# Collected data entries:
- - -

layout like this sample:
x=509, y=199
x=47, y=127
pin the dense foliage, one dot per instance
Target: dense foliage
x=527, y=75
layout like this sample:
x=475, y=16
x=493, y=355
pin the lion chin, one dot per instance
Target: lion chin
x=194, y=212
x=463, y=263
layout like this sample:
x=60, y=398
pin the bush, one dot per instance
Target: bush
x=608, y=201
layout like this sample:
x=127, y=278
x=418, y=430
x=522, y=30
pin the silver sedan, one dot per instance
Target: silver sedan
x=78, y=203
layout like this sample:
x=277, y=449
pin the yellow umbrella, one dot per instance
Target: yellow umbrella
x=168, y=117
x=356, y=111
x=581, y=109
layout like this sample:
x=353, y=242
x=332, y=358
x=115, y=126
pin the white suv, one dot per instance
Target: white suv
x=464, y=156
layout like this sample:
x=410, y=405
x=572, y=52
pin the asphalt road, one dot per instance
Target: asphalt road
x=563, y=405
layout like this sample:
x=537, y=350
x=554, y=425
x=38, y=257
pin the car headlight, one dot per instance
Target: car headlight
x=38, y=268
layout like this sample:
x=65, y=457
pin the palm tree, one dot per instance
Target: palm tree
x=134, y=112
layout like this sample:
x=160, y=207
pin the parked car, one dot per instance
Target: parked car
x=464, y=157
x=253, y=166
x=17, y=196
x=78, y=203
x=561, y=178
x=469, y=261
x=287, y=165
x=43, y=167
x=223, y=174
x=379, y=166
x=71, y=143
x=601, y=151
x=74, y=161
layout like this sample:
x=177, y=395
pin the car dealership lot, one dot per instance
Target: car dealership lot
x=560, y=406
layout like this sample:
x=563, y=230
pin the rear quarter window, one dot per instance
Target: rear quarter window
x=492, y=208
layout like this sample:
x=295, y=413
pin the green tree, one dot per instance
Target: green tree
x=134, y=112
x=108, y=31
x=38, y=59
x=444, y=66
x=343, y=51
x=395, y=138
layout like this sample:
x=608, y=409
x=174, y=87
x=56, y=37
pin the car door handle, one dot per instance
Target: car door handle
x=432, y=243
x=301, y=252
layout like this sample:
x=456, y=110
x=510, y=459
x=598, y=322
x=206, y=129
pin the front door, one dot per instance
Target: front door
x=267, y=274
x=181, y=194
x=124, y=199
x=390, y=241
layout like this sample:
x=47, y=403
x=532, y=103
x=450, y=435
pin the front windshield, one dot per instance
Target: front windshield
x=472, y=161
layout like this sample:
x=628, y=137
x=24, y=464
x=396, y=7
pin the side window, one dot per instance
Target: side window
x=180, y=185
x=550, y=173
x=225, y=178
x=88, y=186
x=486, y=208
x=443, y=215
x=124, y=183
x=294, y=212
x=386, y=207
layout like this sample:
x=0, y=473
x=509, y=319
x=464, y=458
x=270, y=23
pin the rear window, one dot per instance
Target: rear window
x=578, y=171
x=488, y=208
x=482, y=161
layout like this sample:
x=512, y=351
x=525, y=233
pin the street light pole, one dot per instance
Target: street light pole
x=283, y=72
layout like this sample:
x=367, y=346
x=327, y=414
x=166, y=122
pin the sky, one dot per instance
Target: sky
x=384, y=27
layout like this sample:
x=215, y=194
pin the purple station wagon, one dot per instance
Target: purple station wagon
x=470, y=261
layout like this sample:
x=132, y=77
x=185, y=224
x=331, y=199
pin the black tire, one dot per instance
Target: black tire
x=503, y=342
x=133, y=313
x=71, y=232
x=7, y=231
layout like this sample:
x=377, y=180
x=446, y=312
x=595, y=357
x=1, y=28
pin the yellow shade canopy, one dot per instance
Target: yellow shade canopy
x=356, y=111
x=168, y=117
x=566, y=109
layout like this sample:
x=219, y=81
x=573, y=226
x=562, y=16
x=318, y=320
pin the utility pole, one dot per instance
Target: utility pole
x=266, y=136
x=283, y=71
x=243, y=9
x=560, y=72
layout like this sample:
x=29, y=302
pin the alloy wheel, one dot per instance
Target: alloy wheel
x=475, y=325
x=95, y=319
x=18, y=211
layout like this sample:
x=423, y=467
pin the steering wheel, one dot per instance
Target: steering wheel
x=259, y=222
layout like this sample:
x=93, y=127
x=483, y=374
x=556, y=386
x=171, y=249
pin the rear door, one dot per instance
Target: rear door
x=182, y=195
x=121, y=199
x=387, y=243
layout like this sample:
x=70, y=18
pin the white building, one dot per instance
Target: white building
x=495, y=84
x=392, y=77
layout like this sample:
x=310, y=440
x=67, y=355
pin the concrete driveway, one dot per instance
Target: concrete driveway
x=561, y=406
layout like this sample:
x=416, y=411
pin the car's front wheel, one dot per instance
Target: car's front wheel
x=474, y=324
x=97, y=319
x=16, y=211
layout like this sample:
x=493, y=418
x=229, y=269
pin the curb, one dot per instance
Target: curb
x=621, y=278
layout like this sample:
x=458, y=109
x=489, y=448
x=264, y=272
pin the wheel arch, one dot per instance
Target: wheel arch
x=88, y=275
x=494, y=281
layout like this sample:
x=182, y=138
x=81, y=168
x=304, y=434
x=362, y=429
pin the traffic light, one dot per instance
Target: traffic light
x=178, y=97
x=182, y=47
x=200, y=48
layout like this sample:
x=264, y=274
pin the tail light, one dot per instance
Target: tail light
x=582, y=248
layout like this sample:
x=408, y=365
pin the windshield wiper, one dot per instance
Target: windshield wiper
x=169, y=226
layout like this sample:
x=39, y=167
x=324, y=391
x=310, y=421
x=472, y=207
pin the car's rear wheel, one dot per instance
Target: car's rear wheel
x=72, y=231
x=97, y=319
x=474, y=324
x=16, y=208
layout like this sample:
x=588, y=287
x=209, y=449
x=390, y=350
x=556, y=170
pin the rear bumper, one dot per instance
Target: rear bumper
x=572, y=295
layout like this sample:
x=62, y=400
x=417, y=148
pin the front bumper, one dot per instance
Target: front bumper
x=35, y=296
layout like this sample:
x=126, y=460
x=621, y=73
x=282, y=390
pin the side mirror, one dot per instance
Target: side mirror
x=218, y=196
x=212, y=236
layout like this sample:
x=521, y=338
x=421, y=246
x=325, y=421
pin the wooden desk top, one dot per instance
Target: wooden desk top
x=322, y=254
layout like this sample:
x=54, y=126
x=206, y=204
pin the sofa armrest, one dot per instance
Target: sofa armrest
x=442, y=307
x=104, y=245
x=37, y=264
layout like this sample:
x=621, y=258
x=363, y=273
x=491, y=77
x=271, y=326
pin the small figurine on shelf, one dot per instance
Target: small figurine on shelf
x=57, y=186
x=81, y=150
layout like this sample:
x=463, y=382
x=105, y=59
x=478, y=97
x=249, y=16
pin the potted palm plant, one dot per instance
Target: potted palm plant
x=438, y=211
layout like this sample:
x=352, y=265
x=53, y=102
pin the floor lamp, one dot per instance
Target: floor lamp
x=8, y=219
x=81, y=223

- - -

# Your task:
Which lines above contain the word "window"? Copy each of them, treating case as significant.

# Solution for this problem:
pin the rear quarter window, one dot per instance
Target: rear quarter window
pin the side window, one dot per instance
Target: side window
pin the rear window, one dot per instance
Target: rear window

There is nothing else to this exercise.